---------- Records for processing
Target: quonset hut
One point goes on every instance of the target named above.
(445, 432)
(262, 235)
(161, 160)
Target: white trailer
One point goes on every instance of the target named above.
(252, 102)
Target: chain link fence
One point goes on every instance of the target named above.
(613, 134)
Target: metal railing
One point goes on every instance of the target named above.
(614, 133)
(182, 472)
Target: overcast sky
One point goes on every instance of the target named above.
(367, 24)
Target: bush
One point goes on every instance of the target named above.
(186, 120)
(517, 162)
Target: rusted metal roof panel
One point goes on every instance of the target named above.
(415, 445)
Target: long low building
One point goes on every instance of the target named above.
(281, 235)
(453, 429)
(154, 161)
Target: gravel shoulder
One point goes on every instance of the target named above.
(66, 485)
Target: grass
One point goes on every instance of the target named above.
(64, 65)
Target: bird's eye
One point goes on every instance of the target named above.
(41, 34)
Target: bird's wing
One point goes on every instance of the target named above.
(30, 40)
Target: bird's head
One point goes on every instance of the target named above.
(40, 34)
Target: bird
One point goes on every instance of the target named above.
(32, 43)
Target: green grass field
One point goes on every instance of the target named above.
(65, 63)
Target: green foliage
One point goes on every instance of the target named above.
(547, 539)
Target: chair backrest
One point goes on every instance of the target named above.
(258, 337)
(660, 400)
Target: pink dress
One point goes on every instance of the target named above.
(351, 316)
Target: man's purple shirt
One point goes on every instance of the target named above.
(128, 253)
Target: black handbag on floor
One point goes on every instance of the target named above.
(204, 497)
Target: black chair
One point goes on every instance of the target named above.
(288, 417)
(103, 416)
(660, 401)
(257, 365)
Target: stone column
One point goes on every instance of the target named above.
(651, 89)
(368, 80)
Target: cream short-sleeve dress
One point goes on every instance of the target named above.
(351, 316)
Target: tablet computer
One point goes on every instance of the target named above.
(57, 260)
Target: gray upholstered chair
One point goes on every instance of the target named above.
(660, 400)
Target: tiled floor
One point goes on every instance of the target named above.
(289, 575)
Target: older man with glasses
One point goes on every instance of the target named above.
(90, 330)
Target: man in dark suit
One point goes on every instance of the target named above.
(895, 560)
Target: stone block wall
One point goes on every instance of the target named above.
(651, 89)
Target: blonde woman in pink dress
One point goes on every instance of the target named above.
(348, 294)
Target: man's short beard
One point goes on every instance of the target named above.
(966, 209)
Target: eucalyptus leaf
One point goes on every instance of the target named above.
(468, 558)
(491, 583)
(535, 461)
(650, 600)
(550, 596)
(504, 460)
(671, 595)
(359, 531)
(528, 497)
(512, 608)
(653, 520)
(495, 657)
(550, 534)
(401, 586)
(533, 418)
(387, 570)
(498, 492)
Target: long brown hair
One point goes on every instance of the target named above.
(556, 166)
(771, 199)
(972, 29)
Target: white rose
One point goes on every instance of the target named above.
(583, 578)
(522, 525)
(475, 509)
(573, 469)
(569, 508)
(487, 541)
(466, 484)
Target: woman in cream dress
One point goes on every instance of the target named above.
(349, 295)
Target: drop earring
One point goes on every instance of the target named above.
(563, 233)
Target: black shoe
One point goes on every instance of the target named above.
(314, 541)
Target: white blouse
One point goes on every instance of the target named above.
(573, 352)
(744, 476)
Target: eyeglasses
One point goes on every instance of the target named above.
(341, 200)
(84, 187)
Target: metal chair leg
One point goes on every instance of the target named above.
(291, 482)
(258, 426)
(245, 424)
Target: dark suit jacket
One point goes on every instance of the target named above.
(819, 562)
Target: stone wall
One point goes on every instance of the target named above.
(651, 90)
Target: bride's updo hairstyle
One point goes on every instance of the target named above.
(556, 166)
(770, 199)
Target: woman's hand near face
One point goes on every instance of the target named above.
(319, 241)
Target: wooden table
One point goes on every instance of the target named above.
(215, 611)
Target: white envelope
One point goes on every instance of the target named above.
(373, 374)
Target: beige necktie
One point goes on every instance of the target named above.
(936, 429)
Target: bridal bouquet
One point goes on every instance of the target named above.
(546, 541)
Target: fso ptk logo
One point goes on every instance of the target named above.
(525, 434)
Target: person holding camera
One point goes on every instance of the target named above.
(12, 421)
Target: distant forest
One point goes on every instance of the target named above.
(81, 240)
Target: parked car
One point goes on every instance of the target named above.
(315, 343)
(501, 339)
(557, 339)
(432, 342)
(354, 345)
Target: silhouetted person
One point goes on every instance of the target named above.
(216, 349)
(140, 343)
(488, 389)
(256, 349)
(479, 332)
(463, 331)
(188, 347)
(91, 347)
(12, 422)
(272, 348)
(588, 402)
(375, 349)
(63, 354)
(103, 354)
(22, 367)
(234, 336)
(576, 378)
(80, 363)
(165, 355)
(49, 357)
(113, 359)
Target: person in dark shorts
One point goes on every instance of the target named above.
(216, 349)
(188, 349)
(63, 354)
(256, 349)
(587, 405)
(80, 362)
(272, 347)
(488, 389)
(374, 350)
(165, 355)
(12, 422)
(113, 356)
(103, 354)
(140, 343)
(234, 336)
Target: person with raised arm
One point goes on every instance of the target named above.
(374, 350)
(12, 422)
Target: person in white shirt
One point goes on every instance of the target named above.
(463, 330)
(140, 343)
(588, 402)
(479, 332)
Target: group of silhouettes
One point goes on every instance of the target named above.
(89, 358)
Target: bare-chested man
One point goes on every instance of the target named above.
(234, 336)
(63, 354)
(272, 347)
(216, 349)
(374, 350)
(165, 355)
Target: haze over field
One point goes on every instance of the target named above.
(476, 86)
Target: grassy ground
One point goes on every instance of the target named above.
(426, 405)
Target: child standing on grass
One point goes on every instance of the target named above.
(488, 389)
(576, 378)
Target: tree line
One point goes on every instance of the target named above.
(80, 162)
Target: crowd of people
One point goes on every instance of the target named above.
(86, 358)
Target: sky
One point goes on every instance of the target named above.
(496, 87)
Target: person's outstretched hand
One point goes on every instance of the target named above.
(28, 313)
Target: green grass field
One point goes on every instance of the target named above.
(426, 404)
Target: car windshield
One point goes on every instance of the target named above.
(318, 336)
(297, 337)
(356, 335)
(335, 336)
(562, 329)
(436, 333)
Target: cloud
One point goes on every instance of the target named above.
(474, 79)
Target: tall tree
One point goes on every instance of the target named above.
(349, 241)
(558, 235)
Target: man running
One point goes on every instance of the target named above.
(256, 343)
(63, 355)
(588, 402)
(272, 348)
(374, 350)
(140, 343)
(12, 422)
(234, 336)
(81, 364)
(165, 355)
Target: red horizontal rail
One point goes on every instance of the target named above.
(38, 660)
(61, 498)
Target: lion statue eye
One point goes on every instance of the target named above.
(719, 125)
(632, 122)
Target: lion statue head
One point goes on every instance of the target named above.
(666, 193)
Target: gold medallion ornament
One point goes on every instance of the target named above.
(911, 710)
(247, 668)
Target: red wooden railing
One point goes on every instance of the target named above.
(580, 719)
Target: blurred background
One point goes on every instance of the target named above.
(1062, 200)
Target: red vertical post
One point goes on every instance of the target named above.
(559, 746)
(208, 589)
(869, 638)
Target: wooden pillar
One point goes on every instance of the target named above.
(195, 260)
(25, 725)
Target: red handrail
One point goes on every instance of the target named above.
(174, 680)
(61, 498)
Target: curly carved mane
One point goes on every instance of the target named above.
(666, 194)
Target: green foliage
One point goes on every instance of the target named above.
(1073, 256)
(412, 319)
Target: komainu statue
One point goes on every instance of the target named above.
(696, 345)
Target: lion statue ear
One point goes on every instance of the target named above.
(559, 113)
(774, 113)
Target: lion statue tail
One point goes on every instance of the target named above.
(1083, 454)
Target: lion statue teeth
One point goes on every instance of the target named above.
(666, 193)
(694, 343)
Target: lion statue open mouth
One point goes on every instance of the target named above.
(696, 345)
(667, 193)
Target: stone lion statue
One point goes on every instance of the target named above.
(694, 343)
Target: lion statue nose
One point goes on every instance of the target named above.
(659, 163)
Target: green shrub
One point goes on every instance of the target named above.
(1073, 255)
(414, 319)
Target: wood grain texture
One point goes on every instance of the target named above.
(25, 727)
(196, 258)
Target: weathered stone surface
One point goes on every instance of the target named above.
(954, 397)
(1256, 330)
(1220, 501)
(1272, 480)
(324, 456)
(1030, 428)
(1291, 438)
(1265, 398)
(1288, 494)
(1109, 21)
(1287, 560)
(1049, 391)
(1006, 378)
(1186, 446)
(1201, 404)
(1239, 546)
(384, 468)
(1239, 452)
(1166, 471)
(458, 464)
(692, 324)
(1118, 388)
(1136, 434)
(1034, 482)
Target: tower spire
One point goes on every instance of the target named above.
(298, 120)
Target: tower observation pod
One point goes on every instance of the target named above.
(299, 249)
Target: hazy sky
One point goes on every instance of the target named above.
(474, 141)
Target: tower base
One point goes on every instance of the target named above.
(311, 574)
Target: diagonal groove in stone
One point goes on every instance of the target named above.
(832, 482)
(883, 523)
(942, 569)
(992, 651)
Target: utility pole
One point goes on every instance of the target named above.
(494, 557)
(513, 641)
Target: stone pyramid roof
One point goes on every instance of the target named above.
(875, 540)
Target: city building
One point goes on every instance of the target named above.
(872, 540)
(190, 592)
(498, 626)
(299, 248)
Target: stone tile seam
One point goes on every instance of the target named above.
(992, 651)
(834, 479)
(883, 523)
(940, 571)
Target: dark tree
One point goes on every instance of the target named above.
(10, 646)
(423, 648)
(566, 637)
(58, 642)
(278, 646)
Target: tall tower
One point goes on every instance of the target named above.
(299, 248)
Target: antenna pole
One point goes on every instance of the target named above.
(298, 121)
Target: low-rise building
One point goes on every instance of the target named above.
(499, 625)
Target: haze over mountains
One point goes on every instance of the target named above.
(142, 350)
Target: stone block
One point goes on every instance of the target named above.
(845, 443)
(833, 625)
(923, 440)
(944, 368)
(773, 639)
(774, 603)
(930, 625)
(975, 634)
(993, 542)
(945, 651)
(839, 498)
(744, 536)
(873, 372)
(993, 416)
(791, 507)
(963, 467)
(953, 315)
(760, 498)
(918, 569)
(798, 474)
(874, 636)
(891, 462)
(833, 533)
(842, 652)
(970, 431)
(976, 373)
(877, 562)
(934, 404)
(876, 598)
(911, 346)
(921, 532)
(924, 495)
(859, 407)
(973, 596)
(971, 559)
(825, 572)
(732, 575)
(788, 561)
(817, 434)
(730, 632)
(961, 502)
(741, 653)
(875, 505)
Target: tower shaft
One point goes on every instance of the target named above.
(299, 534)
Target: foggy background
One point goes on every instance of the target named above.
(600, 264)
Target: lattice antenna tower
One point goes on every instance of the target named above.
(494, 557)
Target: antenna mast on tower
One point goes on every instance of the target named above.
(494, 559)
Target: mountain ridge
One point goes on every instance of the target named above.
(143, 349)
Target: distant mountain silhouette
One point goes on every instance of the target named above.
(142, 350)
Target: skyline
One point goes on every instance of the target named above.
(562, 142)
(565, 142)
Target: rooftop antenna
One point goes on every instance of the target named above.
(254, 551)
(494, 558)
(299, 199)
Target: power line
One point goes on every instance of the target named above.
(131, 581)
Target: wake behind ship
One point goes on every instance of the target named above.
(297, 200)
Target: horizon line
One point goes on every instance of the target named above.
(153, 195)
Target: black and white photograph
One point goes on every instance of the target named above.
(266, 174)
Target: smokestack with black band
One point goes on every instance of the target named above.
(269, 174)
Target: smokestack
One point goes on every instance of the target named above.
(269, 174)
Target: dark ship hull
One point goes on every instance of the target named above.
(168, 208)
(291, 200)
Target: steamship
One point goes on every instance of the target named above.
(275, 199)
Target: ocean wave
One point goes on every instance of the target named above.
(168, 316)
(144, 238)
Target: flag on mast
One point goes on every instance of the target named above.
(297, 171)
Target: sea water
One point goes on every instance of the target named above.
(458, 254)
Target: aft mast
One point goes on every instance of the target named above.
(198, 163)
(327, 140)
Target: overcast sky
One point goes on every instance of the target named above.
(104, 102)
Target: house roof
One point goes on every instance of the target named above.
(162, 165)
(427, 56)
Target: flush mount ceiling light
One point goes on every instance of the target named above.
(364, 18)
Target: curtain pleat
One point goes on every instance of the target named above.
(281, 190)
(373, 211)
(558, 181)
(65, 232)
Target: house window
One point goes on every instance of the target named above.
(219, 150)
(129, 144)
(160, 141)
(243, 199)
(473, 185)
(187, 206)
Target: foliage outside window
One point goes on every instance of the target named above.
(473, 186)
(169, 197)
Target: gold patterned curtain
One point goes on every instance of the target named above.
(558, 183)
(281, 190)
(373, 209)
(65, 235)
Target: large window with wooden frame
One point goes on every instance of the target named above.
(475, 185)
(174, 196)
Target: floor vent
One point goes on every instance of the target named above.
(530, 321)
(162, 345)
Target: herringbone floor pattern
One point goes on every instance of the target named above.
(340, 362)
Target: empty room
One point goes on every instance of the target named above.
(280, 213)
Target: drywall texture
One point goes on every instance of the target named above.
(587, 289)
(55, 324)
--------------------
Problem to work on
Filter the records above down to the lines containing "long".

The completed task
Target: long low building
Target: long brown hair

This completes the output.